*** Document passage ***

The opposition’s opening bowler, however, needs just two tail-end wickets to force a famous victory for his side.

The fans in the stands are on the edge of their seats – if they are even sitting down at all, and all eyes are fixed on the action in the middle. Even police officers, patrolling the stands among the raucous crowd, have one eye firmly fixed on the big screen.

You could be forgiven for thinking we are talking about two of the great teams of our generation facing off in front of a packed, baying crowd. But we are not talking about one of the eight Test playing, full member nations. We are talking about Ireland and the UAE in front of 5249 people.

Facing each other for the first time in a full ODI, these two associate members combined to play the most exciting match of the tournament so far, lighting up the ‘Gabba after the disappointment of Saturday’s washout.

Neither side has a lot of experience in playing on the big stage – yet they put the full members to shame with a thrilling ODI that extolled all the virtues of the 50-over format over the brash younger sibling of the game.

***

Short problem a: Copy the records word for word, starting with their first line and going on through the line that contains "[31, 14, 651, 162]", including both ends.

*** Record list ***

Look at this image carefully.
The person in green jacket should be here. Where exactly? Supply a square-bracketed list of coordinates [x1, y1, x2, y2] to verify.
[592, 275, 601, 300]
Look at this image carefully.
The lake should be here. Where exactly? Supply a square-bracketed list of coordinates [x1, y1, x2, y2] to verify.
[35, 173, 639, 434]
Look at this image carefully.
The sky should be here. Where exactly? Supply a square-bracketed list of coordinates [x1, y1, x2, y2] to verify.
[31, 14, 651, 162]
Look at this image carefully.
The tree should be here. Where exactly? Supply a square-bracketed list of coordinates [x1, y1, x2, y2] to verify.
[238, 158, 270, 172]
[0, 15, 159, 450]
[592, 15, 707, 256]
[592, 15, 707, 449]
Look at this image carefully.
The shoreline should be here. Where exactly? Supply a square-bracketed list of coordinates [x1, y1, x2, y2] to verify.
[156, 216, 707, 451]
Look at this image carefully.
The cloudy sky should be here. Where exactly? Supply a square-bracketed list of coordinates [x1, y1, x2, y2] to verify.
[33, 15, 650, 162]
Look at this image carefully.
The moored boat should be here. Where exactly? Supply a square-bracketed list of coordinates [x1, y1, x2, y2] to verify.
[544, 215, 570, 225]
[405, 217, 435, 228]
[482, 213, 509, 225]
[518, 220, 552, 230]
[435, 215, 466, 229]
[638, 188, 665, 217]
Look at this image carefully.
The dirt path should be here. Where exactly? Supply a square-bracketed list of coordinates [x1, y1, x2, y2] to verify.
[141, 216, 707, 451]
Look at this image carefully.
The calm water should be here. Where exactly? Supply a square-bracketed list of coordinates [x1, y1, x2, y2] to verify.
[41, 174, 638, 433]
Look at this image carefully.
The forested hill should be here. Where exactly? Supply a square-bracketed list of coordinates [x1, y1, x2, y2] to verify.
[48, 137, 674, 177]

***

Short problem b: Extend the cricket match report from its last sentence.

Task output a:
Look at this image carefully.
The person in green jacket should be here. Where exactly? Supply a square-bracketed list of coordinates [x1, y1, x2, y2] to verify.
[592, 275, 601, 300]
Look at this image carefully.
The lake should be here. Where exactly? Supply a square-bracketed list of coordinates [x1, y1, x2, y2] to verify.
[35, 173, 639, 434]
Look at this image carefully.
The sky should be here. Where exactly? Supply a square-bracketed list of coordinates [x1, y1, x2, y2] to verify.
[31, 14, 651, 162]

Task output b:
It took long periods of staid consolidation in the middle overs from both sides’ batsmen to rescue their innings from disappointingly low scores, but by keeping wickets in hand and utilising the batting power-play more effectively than many full member nations, both sides went on to record impressive and competitive totals.

The UAE were restricted to a run rate of just 3.7 in the opening 35 overs, before Shaiman Anwar (106 off 83) and Amjad Javed (42 off 35) put together a free-flowing 107-run partnership from just 71 balls, rescuing the UAE from 6-131 in the 35th over, to finish on 9-278.

Ireland too had to cope with some exceptional bowling from Mohammad Naveed (9.2-1-65-2), Javed (10-0-60-3) and the deceptive Manjula Guruge (7-0-21-1), who combined to have the Irish reeling on 4-97 in the 26th over. When Andy Balbirnie (30 off 41) fell in the 39th over with Ireland still needing 108 runs in 68 balls, it took something special to get them over the line with the required run rate up at nearly 10 an over.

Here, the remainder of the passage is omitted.